◆ Задание a:
Перепишите записи, начиная со строки с «I'd really appreciate it if you could find the river water» и продолжая до строки с «[275,66,440,205]» включительно, заменив «chimney» на «smokestack» и не меняя больше ничего. Выведите только эти строки.

◆ Исходный текст:
• • •
Необычное обращение
Необычное обращение
Иисус стремится неустанно разъяснить всеми возможными способами: Бог действительно таков, он действительно Отец потерянных, действительно Бог моральных неудачников и безбожников. Разве это не должно быть великим освобождением для всех, кто обременен трудами и грехами? Поводом к радости и надежде? Он благовествует не нового Бога; как и прежде, это Бог Завета. Однако это древний Бог Завета в решительно новом свете. Не другой Бог, но Бог — иначе! Не Бог закона, но Бог благодати! И ретроспективно, в свете Бога благодати, можно лучше, глубже и фактически благодатнее понять Бога закона: сам закон как выражение благодати.
Конечно, все это не само собой разумеется для человека. Здесь требуется совершенно последовательное переосмысление, действительно новое сознание, истинное внутреннее обращение, основывающиеся на том непоколебимом доверии, которое называется верой. Вся весть Иисуса представляет собой единый призыв: не беспокоиться, но изменяться, положиться на его слово и доверять Богу благодати. Его слово — это единственная гарантия, которая дана людям в отношении того, что Бог действительно таков. Тот, кто не верит этому слову, будет подозревать деяния Иисуса в демонизме. Без его слов его дела остаются двусмысленными. Лишь его слово делает их однозначными.
Однако тому, кто принимает весть и сообщество Иисуса, в нем открывается тот, кого он называл «мой Отец». Слово «Отец», как он его понимал (не в противоположность к матери), характеризует суть всего конфликта. Филологические данные предоставляют этому замечательное подтверждение. Удивительно, что при всем огромном богатстве обращений к Богу, которым обладал в древности иудаизм, Иисус выбирает именно обращение «мой Отец». Отдельные высказывания о Боге как Отце можно найти в еврейском Ветхом Завете.
Правда, до сих пор в литературе раннего палестинского иудаизма нигде не удалось обнаружить личное еврейское обращение к Богу «мой Отец». Только в эллинистической области существуют (вероятно, под греческим влиянием) немногочисленные свидетельства о греческом обращении к Богу pater.
• • •
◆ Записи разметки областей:
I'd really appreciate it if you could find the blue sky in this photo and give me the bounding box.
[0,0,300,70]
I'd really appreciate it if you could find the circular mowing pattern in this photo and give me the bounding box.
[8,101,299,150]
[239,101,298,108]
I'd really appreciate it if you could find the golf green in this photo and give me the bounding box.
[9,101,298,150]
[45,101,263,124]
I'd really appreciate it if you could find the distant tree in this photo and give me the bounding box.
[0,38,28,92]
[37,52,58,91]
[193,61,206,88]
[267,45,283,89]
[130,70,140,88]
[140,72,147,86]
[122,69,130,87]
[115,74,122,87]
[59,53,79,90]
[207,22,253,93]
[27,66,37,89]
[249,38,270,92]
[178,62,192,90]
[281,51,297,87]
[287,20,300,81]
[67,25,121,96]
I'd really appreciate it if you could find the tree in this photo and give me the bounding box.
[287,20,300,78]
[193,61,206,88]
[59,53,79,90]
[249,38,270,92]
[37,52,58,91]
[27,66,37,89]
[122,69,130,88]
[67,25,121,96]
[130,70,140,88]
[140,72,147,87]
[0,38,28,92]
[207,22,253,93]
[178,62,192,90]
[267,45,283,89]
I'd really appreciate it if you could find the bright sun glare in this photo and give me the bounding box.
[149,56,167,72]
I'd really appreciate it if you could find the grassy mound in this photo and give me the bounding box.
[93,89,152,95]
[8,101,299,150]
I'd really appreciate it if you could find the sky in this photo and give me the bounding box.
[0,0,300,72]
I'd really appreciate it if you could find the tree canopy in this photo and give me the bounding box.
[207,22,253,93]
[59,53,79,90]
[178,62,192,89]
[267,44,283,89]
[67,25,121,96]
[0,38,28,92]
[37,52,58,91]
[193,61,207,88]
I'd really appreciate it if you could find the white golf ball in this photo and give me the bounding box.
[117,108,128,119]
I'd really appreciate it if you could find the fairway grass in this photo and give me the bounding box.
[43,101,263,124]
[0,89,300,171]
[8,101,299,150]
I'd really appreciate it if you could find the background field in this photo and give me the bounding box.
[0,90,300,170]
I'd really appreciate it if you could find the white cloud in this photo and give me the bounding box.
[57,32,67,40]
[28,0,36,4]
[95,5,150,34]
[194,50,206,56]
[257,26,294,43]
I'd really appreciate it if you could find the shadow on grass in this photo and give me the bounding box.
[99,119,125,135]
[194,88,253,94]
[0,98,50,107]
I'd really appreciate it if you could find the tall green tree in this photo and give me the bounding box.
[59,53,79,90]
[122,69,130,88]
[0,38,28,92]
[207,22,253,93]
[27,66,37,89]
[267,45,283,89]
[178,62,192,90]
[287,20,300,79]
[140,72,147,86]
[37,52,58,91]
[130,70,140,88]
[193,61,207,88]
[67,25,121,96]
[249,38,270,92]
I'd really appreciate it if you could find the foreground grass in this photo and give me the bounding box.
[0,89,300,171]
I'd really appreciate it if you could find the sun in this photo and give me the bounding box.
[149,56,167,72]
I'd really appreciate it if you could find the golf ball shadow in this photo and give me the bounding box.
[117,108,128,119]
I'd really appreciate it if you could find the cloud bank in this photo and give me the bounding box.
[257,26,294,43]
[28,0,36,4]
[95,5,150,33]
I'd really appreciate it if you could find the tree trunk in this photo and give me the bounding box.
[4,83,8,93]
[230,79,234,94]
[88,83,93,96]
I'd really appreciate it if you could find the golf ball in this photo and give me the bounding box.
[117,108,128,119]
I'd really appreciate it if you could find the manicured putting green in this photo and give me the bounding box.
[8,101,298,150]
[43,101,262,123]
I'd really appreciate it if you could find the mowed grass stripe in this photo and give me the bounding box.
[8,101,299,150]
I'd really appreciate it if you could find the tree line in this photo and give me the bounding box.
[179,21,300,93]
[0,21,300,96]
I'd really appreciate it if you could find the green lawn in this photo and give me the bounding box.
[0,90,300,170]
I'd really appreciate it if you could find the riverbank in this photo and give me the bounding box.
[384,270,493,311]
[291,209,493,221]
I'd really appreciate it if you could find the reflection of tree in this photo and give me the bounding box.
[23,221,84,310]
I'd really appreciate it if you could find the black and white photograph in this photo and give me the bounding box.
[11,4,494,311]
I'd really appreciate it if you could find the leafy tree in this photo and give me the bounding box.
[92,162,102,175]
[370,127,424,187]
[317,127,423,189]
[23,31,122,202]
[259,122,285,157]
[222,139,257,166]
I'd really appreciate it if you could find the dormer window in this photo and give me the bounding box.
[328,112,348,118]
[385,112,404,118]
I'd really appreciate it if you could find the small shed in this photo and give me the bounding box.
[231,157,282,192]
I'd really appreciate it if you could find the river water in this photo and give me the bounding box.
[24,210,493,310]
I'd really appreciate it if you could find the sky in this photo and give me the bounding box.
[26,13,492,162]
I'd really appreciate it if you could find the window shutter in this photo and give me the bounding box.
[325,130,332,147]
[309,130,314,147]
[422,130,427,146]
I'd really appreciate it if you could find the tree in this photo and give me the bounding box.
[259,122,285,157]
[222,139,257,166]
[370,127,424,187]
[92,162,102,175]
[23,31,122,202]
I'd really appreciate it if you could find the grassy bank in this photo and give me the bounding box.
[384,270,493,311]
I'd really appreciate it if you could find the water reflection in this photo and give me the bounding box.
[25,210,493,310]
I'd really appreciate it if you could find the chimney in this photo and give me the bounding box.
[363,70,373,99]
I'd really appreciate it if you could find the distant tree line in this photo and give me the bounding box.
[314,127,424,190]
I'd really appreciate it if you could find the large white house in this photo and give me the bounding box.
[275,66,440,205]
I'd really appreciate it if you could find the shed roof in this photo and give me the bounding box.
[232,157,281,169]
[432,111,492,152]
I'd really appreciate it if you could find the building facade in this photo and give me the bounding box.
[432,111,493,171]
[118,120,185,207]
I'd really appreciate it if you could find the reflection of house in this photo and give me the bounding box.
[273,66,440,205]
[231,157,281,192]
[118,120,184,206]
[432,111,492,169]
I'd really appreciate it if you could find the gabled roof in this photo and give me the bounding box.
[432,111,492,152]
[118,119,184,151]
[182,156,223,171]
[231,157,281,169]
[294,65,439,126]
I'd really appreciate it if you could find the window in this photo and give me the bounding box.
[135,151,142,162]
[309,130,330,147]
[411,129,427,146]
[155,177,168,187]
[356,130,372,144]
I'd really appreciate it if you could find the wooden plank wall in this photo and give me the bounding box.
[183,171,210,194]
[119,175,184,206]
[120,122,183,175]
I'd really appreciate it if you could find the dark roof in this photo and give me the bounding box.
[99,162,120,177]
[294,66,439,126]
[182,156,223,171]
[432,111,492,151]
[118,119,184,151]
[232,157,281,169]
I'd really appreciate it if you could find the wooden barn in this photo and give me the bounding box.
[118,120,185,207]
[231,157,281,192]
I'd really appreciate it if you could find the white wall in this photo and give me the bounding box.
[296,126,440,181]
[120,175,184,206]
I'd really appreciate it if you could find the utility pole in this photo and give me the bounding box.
• • •
◆ Задание b:
Воспроизведите дословно фрагмент исходного текста, начиная с «Однако тому, кто» и продолжая до «еврейском Ветхом Завете.» включительно.

◆ Полное решение a:
I'd really appreciate it if you could find the river water in this photo and give me the bounding box.
[24,210,493,310]
I'd really appreciate it if you could find the sky in this photo and give me the bounding box.
[26,13,492,162]
I'd really appreciate it if you could find the window shutter in this photo and give me the bounding box.
[325,130,332,147]
[309,130,314,147]
[422,130,427,146]
I'd really appreciate it if you could find the tree in this photo and give me the bounding box.
[259,122,285,157]
[222,139,257,166]
[370,127,424,187]
[92,162,102,175]
[23,31,122,202]
I'd really appreciate it if you could find the grassy bank in this photo and give me the bounding box.
[384,270,493,311]
I'd really appreciate it if you could find the water reflection in this photo and give me the bounding box.
[25,210,493,310]
I'd really appreciate it if you could find the smokestack in this photo and give me the bounding box.
[363,70,373,99]
I'd really appreciate it if you could find the distant tree line in this photo and give me the bounding box.
[314,127,424,190]
I'd really appreciate it if you could find the large white house in this photo and give me the bounding box.
[275,66,440,205]

◆ Полное решение b:
Однако тому, кто принимает весть и сообщество Иисуса, в нем открывается тот, кого он называл «мой Отец». Слово «Отец», как он его понимал (не в противоположность к матери), характеризует суть всего конфликта. Филологические данные предоставляют этому замечательное подтверждение. Удивительно, что при всем огромном богатстве обращений к Богу, которым обладал в древности иудаизм, Иисус выбирает именно обращение «мой Отец». Отдельные высказывания о Боге как Отце можно найти в еврейском Ветхом Завете.